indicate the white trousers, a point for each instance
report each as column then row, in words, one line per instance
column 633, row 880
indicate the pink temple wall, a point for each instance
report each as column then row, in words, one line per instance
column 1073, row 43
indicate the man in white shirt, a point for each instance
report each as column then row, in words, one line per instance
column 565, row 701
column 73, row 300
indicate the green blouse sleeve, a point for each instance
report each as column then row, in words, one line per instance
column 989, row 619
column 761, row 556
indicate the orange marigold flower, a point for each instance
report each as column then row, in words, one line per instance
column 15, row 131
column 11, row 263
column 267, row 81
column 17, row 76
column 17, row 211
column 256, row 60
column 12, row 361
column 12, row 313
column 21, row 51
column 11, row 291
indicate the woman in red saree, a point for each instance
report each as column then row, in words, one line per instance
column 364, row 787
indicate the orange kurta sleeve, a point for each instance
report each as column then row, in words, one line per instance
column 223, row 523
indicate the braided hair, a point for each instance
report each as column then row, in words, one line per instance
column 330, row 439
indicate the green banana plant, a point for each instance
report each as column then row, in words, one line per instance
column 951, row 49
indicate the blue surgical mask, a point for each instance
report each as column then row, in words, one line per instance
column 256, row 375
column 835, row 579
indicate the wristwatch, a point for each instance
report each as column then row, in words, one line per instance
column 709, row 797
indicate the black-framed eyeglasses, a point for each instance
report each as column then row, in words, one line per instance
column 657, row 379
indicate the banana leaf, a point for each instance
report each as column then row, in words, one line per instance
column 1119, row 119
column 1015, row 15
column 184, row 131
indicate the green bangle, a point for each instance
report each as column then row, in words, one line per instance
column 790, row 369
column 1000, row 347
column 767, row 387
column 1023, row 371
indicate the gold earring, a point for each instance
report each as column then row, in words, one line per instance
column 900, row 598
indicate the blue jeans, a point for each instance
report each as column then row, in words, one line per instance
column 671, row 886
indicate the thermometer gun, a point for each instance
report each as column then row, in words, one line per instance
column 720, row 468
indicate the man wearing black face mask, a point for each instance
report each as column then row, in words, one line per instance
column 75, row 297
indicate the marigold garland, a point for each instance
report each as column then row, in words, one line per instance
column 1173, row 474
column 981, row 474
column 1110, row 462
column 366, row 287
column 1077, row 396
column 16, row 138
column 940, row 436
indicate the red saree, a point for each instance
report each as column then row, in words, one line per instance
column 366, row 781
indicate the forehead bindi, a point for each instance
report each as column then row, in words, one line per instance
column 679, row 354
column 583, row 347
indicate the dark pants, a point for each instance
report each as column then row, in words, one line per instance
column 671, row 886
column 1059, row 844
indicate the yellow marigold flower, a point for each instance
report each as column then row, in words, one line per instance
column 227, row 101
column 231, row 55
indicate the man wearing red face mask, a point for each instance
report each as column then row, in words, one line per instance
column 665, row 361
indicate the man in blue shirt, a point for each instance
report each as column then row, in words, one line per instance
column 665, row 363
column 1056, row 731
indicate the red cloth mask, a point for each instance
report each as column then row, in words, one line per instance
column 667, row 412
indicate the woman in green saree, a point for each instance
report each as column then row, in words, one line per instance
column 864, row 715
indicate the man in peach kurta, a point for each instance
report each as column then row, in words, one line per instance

********************

**REQUIRED WORK:** The records above are to be repeated in full, word for word.

**ANSWER AREA:**
indicate the white trousers, a point for each instance
report each as column then row, in words, one line per instance
column 633, row 880
indicate the pink temple wall, a point for each instance
report each as column then row, in words, one line per instance
column 1073, row 43
indicate the man in white shirt, a point for each instance
report each as column then row, in words, one line per instance
column 565, row 701
column 73, row 300
indicate the green blouse sleeve, a point for each instance
report each as column then row, in words, one line per instance
column 989, row 619
column 761, row 556
indicate the orange marigold flower, a point for each instance
report each as column then row, in words, one line per instance
column 15, row 131
column 11, row 263
column 267, row 81
column 17, row 76
column 17, row 211
column 256, row 60
column 12, row 361
column 12, row 313
column 21, row 51
column 11, row 291
indicate the woman in red saree, a point for each instance
report each as column then row, in words, one line per instance
column 364, row 787
indicate the orange kurta sleeve, a point for each instance
report each as column then row, in words, one line per instance
column 223, row 523
indicate the braided hair, a point for each instance
report each as column then row, in words, one line per instance
column 330, row 439
indicate the green banana plant, a point for each instance
report each as column then row, in words, one line per instance
column 951, row 49
indicate the blue surgical mask, a point for each instance
report each as column then row, in words, one line per instance
column 256, row 375
column 835, row 579
indicate the wristwatch, a point for each instance
report each as column then row, in words, one line per instance
column 709, row 797
indicate the black-framed eyeglasses, a point for each instance
report each as column then row, in words, one line per instance
column 657, row 379
indicate the banana leaf, a point for each instance
report each as column then row, in words, one line per instance
column 1119, row 119
column 1015, row 15
column 184, row 131
indicate the green bangle, a point for each instance
report each as column then row, in words, one line per instance
column 790, row 369
column 1000, row 347
column 767, row 387
column 1023, row 371
indicate the gold earring, a point for each instance
report each as column then row, in words, one line per instance
column 900, row 598
indicate the blue jeans, a point for each instance
report each as column then row, in words, one line per instance
column 671, row 886
indicate the thermometer gun, a point for each instance
report each as column then row, in words, one line per instance
column 720, row 468
indicate the man wearing black face mask, a point for each instance
report each as column then row, in words, one line per instance
column 75, row 297
indicate the marigold garland, a point for each instance
report each as column then row, in words, one line per instance
column 1173, row 474
column 981, row 474
column 1110, row 462
column 366, row 287
column 1077, row 396
column 16, row 138
column 940, row 436
indicate the red saree, a point for each instance
report each as column then row, in words, one line per instance
column 366, row 781
indicate the forehead bindi, a point for each instance
report each as column then row, in words, one line per instance
column 679, row 354
column 583, row 347
indicate the dark pants, a point for each instance
report each as column then row, in words, one line per instance
column 671, row 886
column 1059, row 844
indicate the yellow marigold flower, a point for each instance
report each as column then row, in words, one line per instance
column 227, row 101
column 231, row 55
indicate the man wearing red face mask, a point for each instance
report each as column then row, in words, one line per instance
column 665, row 361
indicate the man in blue shirt, a point for each instance
report each as column then row, in words, one line per instance
column 665, row 363
column 1056, row 731
indicate the red cloth mask, a point for each instance
report each as column then row, in words, one line per instance
column 667, row 412
indicate the woman in green saree, a point for each instance
report each as column then row, in words, one line per instance
column 864, row 715
indicate the man in peach kurta, a point for each instance
report each as column then row, in words, one line per instance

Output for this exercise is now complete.